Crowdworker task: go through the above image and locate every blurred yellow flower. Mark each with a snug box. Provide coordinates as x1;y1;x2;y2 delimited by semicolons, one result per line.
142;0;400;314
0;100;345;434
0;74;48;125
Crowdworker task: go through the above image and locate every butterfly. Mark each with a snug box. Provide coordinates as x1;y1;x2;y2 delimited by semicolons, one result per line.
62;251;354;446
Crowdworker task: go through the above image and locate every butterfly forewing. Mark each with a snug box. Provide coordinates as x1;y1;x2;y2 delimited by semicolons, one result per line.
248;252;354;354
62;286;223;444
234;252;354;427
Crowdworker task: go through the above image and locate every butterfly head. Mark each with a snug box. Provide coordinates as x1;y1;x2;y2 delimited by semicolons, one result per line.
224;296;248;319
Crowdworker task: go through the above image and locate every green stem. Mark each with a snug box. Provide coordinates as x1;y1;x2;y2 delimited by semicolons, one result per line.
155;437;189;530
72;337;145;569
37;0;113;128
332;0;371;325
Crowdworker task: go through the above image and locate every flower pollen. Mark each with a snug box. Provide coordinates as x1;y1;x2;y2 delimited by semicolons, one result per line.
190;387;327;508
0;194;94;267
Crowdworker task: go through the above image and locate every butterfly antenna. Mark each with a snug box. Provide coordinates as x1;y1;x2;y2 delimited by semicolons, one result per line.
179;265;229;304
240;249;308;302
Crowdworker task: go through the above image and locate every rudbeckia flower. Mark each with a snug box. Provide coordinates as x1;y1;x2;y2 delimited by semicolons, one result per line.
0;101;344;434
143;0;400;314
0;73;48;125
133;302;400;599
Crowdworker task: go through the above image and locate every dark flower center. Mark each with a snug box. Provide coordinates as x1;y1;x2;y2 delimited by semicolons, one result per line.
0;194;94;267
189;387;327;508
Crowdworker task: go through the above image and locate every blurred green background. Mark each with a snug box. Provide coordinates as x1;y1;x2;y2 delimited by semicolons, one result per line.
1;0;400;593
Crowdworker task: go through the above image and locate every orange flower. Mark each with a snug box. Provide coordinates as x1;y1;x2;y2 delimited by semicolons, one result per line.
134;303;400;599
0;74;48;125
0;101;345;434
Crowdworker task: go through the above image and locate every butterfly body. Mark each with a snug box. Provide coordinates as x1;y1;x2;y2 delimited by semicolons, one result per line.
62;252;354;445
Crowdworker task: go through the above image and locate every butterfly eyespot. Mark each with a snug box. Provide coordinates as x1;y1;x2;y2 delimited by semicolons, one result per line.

== == ==

TO DO =
An exact restatement of the data above is required.

TASK ANSWER =
Crowdworker task: go through the above image and locate every blurred yellow flower. Mark each with a snug box. Provide coordinates as x1;y1;x2;y2 delimited by semicolons, one result per line.
142;0;400;314
0;100;345;434
0;74;48;125
Crowdworker task: go through the above image and locate every butterfly. Mark each with a snug box. Provide coordinates as x1;y1;x2;y2 delimited by semicolons, one result per line.
62;251;354;446
Crowdworker task: go through the above image and locate every butterfly forewing. Mark each with a snug box. Provide coordinates as x1;y1;x2;y2 delimited by semicolons, one result per line.
248;252;354;354
62;286;223;444
234;252;354;427
Crowdworker task: go through the above image and locate every butterfly head. Mark each with a snug box. Provide coordinates as x1;y1;x2;y2 delimited by semicolons, one result per line.
224;296;248;319
Crowdworker task: go through the above image and locate every green stem. Mark each with a snug box. Provide coordinates as x1;y1;x2;y2 delimited by semicolons, one result per line.
155;437;189;530
72;337;145;569
37;0;113;128
332;0;371;325
Crowdworker task: go through the above image and locate every flower pollen. Mark each with a snug box. Provide coordinates as x1;y1;x2;y2 delimited by semicolons, one result per line.
190;387;327;508
0;194;94;267
Crowdworker task: go through the above image and locate every butterfly antenna. Mark each with a snug box. Provide coordinates as x1;y1;x2;y2 delimited by semicolons, one result per line.
179;265;229;304
240;249;308;302
Crowdworker task: go through the above image and locate every rudbeckia flower. Mark each with a snug box. Provide coordinates as x1;y1;x2;y2 delimited by semicolons, one result per line.
0;101;344;434
143;0;400;314
0;73;48;125
133;302;400;599
Crowdworker task: go through the above image and locate every dark flower center. Mark each with a snug box. Provide coordinates as x1;y1;x2;y2 delimited by semicolons, one result per line.
0;194;94;267
189;387;327;508
Crowdworker task: go through the above image and locate every blurred green background. Mark each with a snug box. Provide coordinates as x1;y1;x2;y2 delimited by semicolons, one result per line.
1;0;400;593
Crowdworker task: go through the above image and locate every orange flower. Mark each with a snug box. Provide coordinates as x1;y1;x2;y2 delimited by semicolons, one result per line.
134;303;400;599
0;74;48;125
0;101;345;434
Crowdworker task: go through the above image and locate every butterfly body. Mark each with a snug box. Provide coordinates as x1;y1;x2;y2 delimited by semicolons, one result per line.
62;252;354;445
Crowdworker task: go through the above image and locate every butterfly eyespot. Mark each with a snug box. Provide coordinates as x1;y1;x2;y2 delimited by semicolons, one result per line.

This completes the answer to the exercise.